> [Instructions to follow] The reply should give back every entry exactly as written.

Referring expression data

_ _ _

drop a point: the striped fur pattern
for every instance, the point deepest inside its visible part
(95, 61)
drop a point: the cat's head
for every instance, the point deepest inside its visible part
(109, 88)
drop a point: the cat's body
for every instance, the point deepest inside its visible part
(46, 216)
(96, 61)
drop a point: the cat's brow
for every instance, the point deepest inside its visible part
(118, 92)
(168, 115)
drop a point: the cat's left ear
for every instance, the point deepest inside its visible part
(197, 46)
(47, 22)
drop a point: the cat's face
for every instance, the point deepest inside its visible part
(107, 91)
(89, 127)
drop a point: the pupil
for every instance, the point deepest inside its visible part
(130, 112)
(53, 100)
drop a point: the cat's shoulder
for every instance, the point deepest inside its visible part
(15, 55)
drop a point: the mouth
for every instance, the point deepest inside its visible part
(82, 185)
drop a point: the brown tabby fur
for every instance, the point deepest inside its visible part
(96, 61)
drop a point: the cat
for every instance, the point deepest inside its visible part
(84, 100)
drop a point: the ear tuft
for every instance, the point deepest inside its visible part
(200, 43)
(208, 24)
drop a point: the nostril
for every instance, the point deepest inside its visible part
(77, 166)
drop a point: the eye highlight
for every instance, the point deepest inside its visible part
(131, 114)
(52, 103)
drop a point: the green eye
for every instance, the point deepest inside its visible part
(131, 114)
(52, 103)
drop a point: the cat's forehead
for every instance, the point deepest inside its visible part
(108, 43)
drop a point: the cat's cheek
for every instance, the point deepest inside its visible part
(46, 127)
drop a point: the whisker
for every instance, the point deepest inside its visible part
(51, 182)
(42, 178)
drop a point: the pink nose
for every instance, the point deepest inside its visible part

_ _ _

> [Problem solution]
drop a point: the striped fur pattern
for every instance, the point deepest inside its visible part
(95, 61)
drop a point: the cat's head
for every instance, the point deepest inside its visible part
(109, 88)
drop a point: the cat's body
for every instance, the point deepest inside its visible part
(46, 216)
(96, 61)
drop a point: the cat's brow
for every instance, the point deepest inside its visible part
(118, 92)
(168, 115)
drop a point: the cat's left ear
for every instance, the point deepest inside its visible part
(197, 46)
(47, 22)
drop a point: the cat's face
for every instance, the point deepest inside its visible part
(107, 91)
(89, 127)
drop a point: the pupil
for every instance, the point deepest inside its visible part
(130, 112)
(53, 100)
drop a point: the cat's shoulder
for every instance, the point deepest inside its visible part
(15, 55)
drop a point: the mouth
for every instance, the point deepest inside its visible part
(82, 185)
drop a point: the brown tabby fur
for every instance, the point deepest inside its visible part
(96, 61)
drop a point: the cat
for every instance, the point deepest inside its visible part
(84, 100)
drop a point: the ear tuft
for every instance, the point deepest inside its visible part
(200, 43)
(208, 24)
drop a point: the nostril
for every instance, the point deepest inside its visible part
(77, 166)
drop a point: the eye highlight
for every instance, the point deepest inside its visible part
(131, 114)
(52, 103)
drop a point: the green eye
for every instance, the point deepest inside its visible part
(131, 114)
(52, 103)
drop a point: the cat's forehead
for every instance, the point deepest inside its visible part
(108, 43)
drop a point: the cat's cheek
for every instance, the point deepest inside its visible part
(46, 127)
drop a point: the whisker
for every instance, the point deepest inside its visible part
(51, 182)
(42, 178)
drop a point: the pink nose
for every instance, the point deepest inside its visible part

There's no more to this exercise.